### YOUR INSTRUCTIONS:
Swap every "woman's thigh" for "woman's knee" in all of the rows, then write the lines out again with nothing else altered and the pictures left out.

# Start of RECORDS PROVIDED

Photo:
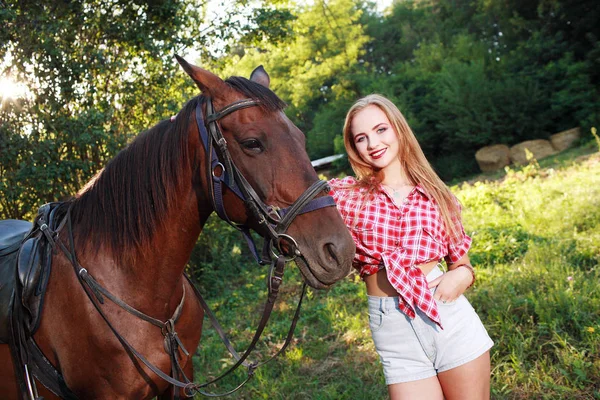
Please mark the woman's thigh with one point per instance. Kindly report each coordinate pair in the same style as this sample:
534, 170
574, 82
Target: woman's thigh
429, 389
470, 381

# End of RECORDS PROVIDED

### THE REPLY:
Photo:
Please mark the woman's knee with one point per instance. Kindly report each coordinate pair in the same style as this sample:
534, 170
574, 82
Target: woman's knee
429, 389
470, 381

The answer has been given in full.